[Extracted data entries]
/---
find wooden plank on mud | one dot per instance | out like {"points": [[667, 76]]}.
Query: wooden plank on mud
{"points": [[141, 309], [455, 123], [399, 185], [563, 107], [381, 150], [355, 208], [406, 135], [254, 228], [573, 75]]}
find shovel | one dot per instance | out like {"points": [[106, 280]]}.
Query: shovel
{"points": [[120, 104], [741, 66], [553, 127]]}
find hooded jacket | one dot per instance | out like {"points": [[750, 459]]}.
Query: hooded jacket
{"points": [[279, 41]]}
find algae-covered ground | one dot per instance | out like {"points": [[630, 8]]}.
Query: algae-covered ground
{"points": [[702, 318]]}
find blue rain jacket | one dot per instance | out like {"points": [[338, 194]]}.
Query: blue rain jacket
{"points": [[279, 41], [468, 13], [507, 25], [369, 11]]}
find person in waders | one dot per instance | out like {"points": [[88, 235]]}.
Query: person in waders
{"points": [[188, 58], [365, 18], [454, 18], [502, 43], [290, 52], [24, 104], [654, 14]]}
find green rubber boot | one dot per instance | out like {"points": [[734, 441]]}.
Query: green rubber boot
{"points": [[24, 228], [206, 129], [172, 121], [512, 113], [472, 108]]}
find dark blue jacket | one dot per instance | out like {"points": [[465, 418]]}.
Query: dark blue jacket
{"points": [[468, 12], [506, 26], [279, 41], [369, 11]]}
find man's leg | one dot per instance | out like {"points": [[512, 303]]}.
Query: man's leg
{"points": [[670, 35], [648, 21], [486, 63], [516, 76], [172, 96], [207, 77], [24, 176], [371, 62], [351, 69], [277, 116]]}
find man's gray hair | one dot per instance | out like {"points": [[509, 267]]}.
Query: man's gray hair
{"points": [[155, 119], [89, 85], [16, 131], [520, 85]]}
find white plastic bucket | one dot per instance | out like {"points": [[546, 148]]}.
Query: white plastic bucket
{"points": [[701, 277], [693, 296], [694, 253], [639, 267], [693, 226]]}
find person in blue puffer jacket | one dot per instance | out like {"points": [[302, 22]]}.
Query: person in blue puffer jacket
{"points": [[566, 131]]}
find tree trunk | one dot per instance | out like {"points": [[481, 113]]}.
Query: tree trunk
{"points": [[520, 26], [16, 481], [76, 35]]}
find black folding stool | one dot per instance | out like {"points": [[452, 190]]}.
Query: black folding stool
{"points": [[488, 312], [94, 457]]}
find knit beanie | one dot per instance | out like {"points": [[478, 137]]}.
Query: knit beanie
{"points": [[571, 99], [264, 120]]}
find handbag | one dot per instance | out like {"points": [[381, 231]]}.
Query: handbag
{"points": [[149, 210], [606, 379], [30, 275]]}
\---
PROBLEM -> Only the lines from the one that contains "Query: person in blue puffer jacket" to the end of the data should be output, exactly as they appear.

SOLUTION FOR THIS EXERCISE ->
Query: person in blue puffer jacket
{"points": [[566, 131]]}
find tree trunk | one dot per instance | out like {"points": [[481, 113]]}.
Query: tree trunk
{"points": [[520, 26], [16, 481], [76, 35]]}
find black folding stool | one dot per instance | out like {"points": [[452, 190]]}.
Query: black folding stool
{"points": [[488, 312], [94, 457]]}
find knit beanie | one dot per instance | out like {"points": [[478, 137]]}.
Query: knit beanie
{"points": [[571, 99], [264, 120]]}
find handbag | one dot per instance | out like {"points": [[381, 231]]}.
Query: handbag
{"points": [[149, 210], [606, 379], [30, 275]]}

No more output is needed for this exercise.